## Data records:
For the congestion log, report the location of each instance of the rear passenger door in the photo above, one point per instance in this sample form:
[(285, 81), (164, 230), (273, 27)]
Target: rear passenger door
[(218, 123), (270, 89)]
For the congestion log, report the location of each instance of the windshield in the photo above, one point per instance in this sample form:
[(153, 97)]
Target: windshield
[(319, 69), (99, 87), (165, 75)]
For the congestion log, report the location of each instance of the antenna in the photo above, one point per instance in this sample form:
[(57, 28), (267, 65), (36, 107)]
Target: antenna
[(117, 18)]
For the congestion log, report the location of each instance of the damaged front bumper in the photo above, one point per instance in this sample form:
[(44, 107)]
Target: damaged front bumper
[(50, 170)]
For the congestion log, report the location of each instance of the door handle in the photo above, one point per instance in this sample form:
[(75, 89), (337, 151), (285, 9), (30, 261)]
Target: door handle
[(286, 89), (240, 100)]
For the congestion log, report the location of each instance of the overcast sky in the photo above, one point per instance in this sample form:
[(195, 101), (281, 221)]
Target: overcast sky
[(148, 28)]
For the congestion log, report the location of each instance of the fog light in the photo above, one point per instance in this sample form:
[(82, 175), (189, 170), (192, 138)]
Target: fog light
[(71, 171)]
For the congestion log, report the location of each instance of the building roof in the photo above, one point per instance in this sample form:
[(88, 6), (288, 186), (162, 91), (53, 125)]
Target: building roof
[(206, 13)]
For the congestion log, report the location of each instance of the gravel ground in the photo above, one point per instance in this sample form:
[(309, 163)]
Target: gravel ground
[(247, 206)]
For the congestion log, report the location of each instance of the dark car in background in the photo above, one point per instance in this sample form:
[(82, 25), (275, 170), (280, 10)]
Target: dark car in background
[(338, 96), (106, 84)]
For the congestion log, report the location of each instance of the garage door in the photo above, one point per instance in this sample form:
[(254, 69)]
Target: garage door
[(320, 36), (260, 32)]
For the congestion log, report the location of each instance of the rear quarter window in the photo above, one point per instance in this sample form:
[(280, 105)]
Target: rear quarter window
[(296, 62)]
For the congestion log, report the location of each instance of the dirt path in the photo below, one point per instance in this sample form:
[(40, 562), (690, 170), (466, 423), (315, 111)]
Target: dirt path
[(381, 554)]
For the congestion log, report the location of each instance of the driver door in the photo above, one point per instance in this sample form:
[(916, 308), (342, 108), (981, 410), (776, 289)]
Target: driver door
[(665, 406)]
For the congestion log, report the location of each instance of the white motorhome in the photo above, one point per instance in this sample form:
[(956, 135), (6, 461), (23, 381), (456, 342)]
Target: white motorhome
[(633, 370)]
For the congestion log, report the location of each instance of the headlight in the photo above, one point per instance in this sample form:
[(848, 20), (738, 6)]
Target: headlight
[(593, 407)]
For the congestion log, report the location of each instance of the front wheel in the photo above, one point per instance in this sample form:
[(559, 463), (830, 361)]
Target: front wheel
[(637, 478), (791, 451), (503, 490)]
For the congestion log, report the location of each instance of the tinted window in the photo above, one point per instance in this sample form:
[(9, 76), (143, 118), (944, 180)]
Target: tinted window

## About this exercise:
Copy every line above in which the string "tinted" shows up.

## Task response:
For the congestion log, report the location of each instance of the tinted window in the photo above, one point per instance in this sample form:
Target: tinted window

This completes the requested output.